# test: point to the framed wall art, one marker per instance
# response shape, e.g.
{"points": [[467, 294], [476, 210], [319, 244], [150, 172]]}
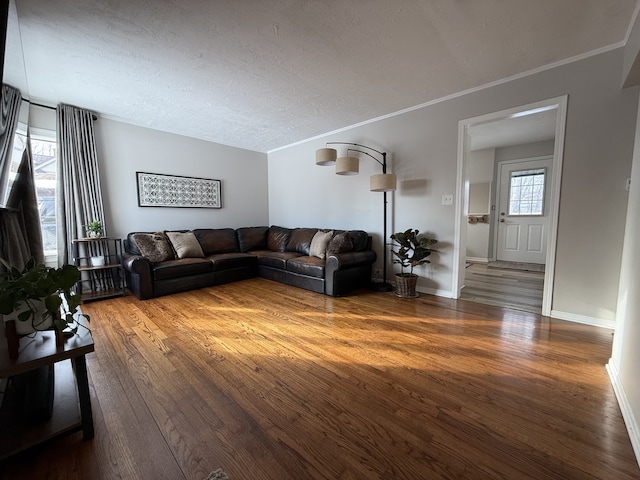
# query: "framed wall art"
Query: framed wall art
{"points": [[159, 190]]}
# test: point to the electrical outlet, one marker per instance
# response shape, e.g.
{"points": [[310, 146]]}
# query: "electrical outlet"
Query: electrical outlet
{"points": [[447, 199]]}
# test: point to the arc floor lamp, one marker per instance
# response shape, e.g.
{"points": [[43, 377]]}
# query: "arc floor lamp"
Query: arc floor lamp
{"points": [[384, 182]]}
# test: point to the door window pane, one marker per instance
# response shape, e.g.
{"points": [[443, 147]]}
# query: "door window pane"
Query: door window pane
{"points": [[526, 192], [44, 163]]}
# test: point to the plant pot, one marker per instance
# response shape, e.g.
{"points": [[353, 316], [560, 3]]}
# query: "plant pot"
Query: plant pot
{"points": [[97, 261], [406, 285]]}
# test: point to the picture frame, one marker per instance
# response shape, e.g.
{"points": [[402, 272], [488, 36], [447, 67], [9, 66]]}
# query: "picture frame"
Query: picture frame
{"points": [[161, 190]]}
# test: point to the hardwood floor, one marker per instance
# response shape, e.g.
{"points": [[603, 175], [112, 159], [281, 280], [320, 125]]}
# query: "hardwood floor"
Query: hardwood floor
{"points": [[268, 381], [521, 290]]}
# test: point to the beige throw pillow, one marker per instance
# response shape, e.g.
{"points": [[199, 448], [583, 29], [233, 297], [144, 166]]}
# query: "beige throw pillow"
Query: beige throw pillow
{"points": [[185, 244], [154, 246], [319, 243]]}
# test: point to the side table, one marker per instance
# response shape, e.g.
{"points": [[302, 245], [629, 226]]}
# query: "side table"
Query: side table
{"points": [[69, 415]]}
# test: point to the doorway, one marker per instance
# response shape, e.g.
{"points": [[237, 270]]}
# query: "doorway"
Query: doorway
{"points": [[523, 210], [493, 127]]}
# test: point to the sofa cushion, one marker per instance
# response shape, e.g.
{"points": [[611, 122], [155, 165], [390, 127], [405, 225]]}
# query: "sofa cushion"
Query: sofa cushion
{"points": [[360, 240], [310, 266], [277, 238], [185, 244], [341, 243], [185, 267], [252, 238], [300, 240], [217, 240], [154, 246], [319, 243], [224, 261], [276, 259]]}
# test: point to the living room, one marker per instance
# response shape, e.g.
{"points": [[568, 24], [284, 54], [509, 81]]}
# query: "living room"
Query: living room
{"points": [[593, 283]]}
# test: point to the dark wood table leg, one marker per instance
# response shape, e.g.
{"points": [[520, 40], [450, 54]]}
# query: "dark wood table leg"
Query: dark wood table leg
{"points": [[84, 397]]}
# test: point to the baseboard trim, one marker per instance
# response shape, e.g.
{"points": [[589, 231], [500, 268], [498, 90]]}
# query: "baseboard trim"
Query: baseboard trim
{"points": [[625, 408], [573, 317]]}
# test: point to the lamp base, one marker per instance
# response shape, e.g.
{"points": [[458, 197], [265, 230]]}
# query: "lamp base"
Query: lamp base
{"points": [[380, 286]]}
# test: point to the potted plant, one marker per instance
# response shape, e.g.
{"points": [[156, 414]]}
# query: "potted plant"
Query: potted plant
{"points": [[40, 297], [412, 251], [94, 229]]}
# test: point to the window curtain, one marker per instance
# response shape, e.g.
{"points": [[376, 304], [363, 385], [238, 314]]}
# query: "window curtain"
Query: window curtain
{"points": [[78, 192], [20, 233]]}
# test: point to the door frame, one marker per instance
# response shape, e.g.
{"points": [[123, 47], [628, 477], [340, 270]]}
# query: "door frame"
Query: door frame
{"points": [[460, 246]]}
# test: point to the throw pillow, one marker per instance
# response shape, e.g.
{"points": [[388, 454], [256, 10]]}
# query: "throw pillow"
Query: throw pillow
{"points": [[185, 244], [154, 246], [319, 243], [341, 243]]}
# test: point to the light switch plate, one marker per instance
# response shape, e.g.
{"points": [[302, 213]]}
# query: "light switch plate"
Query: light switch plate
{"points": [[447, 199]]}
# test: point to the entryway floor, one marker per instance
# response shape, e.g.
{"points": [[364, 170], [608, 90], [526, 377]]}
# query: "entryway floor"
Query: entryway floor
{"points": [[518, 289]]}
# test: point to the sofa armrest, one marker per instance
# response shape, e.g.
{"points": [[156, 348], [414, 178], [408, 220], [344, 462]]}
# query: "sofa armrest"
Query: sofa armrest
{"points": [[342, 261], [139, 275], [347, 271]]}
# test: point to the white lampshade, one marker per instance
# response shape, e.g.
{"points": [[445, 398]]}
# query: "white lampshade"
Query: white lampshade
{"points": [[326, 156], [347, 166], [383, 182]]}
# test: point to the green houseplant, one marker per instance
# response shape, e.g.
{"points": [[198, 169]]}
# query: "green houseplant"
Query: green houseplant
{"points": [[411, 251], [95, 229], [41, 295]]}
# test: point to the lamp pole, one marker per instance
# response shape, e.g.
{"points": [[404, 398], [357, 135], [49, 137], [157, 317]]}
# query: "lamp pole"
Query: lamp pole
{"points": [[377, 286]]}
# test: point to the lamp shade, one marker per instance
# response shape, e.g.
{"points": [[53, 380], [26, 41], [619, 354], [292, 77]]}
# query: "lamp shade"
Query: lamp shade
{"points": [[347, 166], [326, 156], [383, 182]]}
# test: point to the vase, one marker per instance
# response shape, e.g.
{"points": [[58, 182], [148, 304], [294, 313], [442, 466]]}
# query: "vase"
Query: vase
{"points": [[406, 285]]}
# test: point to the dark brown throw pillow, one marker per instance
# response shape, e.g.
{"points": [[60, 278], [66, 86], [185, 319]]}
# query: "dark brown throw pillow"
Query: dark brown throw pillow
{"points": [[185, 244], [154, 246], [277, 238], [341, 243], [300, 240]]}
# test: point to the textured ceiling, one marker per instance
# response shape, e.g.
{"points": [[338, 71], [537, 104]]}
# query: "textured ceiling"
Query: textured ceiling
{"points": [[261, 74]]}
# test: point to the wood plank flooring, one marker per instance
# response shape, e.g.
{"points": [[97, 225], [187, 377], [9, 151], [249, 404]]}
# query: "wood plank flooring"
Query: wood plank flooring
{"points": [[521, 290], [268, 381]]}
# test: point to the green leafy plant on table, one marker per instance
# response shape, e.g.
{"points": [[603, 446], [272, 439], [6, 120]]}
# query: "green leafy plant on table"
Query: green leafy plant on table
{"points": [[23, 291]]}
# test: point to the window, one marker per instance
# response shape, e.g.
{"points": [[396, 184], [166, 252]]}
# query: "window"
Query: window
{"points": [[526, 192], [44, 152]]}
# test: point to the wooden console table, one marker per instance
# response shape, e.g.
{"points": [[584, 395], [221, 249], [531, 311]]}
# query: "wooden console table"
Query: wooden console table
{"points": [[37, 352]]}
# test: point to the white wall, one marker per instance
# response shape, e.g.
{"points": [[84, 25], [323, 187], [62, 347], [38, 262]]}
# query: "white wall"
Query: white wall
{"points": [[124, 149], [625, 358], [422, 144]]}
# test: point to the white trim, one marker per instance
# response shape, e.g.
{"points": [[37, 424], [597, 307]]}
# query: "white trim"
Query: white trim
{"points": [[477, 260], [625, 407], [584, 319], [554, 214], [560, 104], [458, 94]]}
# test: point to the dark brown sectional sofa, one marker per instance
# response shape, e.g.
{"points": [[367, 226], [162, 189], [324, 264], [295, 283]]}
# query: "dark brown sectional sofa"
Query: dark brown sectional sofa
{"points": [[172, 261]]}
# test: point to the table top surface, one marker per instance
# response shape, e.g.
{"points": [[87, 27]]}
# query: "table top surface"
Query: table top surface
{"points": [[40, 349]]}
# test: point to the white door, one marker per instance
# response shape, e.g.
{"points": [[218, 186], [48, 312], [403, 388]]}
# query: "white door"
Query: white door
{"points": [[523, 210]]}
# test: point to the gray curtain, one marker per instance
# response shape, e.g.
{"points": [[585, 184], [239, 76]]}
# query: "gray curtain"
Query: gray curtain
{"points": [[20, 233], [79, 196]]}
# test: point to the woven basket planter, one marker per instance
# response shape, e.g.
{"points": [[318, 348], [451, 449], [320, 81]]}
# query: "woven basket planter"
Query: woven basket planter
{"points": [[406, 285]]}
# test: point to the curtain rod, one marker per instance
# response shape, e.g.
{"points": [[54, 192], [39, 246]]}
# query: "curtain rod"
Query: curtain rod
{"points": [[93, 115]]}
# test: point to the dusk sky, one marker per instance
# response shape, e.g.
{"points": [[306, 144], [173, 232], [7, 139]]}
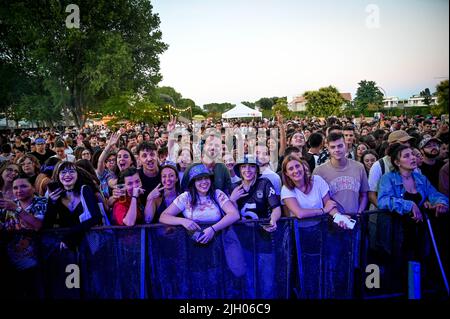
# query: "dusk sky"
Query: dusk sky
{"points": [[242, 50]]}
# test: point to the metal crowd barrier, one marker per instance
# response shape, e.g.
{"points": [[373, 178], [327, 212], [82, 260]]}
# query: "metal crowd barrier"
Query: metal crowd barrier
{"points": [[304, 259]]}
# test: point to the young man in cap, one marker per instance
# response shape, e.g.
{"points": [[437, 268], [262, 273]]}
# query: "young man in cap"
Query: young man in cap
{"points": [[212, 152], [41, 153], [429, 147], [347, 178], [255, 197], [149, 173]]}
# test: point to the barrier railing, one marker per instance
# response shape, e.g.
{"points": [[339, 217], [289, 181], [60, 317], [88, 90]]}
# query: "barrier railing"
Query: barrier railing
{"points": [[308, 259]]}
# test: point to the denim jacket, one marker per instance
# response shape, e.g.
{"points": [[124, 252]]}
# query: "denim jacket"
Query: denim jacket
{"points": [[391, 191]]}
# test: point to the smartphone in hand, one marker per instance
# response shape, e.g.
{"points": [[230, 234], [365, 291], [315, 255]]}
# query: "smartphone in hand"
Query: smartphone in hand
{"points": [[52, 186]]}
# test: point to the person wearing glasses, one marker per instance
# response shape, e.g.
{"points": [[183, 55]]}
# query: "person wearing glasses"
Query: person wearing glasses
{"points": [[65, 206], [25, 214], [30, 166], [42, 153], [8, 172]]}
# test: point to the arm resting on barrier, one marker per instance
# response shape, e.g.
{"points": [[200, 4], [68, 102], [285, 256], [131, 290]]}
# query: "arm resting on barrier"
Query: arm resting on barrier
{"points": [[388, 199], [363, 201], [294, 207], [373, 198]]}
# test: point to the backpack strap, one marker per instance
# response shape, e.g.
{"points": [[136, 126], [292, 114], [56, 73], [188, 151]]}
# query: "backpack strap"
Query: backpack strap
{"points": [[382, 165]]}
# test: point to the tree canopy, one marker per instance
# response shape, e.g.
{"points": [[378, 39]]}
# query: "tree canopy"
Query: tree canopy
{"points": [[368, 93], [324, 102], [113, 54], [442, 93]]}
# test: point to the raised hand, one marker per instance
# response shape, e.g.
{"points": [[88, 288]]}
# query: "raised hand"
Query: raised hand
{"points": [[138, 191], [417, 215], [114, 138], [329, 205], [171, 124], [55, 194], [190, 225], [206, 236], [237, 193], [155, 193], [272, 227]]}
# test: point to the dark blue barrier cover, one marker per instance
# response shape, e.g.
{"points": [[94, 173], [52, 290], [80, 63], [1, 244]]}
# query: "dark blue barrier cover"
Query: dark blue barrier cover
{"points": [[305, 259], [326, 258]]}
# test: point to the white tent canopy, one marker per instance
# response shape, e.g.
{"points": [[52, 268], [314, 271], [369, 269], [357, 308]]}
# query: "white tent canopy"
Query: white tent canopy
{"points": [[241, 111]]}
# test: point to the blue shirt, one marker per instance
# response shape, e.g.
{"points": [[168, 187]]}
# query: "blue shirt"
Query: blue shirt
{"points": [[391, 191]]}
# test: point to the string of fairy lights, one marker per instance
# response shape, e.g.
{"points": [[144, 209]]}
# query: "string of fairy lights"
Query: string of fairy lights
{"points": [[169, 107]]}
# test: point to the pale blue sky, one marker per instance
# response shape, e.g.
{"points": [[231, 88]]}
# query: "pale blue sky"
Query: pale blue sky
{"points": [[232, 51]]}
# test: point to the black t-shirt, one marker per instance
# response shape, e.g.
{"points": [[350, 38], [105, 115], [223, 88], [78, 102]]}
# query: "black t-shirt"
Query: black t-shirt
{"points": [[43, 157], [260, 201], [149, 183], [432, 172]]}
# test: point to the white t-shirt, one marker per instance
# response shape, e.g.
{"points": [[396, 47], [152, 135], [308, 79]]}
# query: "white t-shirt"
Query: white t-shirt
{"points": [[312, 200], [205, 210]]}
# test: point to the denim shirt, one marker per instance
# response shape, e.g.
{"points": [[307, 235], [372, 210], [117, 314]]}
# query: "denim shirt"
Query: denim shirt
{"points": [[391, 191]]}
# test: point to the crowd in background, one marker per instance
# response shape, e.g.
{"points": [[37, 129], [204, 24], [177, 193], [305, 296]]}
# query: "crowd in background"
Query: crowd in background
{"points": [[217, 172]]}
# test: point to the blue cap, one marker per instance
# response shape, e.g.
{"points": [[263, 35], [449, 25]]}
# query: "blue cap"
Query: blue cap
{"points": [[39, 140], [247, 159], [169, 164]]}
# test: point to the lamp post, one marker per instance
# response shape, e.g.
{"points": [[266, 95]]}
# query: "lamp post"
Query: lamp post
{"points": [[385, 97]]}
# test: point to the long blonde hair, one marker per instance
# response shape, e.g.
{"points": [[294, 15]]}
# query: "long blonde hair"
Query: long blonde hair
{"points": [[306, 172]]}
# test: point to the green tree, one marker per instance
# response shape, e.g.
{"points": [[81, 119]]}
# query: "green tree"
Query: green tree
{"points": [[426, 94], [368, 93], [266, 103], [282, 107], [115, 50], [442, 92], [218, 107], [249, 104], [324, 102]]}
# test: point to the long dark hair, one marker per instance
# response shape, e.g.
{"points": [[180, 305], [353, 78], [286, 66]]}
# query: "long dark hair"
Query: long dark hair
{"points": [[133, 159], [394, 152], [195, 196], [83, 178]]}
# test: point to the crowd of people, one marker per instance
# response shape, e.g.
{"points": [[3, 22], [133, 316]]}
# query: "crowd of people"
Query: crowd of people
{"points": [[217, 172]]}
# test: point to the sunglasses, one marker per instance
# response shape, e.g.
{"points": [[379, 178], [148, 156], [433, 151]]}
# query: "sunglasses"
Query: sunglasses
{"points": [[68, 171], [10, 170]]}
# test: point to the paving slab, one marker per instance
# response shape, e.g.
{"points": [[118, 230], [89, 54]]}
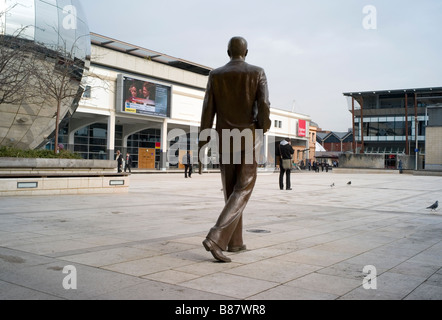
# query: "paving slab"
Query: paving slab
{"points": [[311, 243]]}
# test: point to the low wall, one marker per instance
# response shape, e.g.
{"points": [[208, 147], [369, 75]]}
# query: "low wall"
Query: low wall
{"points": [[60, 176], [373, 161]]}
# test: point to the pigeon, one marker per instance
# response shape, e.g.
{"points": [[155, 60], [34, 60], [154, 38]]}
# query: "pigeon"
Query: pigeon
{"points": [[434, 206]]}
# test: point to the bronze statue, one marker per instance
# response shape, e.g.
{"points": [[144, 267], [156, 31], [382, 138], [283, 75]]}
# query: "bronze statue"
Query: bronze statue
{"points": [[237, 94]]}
____
EXERCISE BRIEF:
Repeat exactly and only the lines from the start of the data above through the line that holds "# test: point to the picture", inclusive. Pictures do not belong in the copy.

RESULT OF THIS TASK:
# test: point to the framed wall art, one marker per instance
# response shape, e.g.
{"points": [[467, 294], [476, 210], [319, 244], [150, 172]]}
# query: "framed wall art"
Query: framed wall art
{"points": [[159, 190]]}
# test: point to the electrical outlet, one marker per instance
# response shape, e.g.
{"points": [[310, 146]]}
# query: "electrical outlet"
Query: electrical outlet
{"points": [[447, 199]]}
# test: point to the arc floor lamp, one marker per instance
# response shape, e.g.
{"points": [[43, 377]]}
# query: "arc floor lamp"
Query: arc floor lamp
{"points": [[384, 182]]}
# test: point to the door window pane, one marker per instance
# response shape, e.g.
{"points": [[443, 147]]}
# query: "door window pane"
Query: door window pane
{"points": [[526, 192], [44, 163]]}
# test: point to the plant pot, one marker per instance
# response shape, e.g.
{"points": [[353, 316], [560, 3]]}
# query: "plant pot"
Query: plant pot
{"points": [[97, 261], [406, 285]]}
# test: point to the picture frame, one marker per instance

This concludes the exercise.